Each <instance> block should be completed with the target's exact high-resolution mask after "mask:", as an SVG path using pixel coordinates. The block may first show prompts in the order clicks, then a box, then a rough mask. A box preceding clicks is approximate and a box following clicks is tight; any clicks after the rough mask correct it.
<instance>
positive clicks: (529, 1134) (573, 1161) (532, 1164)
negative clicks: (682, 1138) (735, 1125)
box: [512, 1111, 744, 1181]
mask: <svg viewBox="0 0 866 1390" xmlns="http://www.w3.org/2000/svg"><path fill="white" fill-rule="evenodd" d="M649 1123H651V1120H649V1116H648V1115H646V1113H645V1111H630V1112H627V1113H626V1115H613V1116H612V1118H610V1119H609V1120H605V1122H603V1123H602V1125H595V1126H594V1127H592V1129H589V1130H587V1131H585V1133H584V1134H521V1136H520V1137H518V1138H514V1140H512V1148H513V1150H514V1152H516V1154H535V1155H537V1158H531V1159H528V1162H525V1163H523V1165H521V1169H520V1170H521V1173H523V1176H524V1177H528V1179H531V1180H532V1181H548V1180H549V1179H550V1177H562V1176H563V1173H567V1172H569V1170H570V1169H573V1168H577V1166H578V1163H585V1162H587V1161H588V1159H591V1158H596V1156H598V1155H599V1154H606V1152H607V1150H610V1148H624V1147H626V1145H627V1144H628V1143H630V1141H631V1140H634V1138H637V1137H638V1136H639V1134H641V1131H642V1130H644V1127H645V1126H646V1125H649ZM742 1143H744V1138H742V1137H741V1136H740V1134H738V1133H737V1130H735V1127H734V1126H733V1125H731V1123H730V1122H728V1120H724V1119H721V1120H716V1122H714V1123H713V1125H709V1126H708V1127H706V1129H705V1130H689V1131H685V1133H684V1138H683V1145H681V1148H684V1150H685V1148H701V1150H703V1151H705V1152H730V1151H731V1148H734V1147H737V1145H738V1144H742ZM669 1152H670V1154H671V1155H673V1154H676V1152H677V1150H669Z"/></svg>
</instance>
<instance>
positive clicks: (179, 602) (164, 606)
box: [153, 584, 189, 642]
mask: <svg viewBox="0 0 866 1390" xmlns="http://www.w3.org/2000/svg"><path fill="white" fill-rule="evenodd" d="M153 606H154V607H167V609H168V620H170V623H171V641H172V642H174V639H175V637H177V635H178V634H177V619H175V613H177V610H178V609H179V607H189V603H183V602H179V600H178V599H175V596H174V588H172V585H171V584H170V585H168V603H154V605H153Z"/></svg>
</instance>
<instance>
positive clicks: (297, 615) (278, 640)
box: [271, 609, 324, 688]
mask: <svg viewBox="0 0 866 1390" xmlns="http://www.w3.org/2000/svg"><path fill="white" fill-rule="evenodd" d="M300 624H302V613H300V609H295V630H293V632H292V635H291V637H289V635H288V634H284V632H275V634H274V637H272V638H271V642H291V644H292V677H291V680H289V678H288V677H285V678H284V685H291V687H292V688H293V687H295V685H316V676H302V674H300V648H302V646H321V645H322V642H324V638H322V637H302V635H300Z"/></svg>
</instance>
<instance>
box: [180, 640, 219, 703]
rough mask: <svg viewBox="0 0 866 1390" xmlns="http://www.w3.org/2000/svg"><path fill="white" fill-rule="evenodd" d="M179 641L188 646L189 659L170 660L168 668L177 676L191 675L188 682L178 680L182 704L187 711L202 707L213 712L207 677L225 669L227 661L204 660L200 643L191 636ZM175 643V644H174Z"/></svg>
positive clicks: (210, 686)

........

_Problem description:_
Where a line in the listing above holds the string "positive", include it in your count, and answer with the number alone.

_Written response:_
4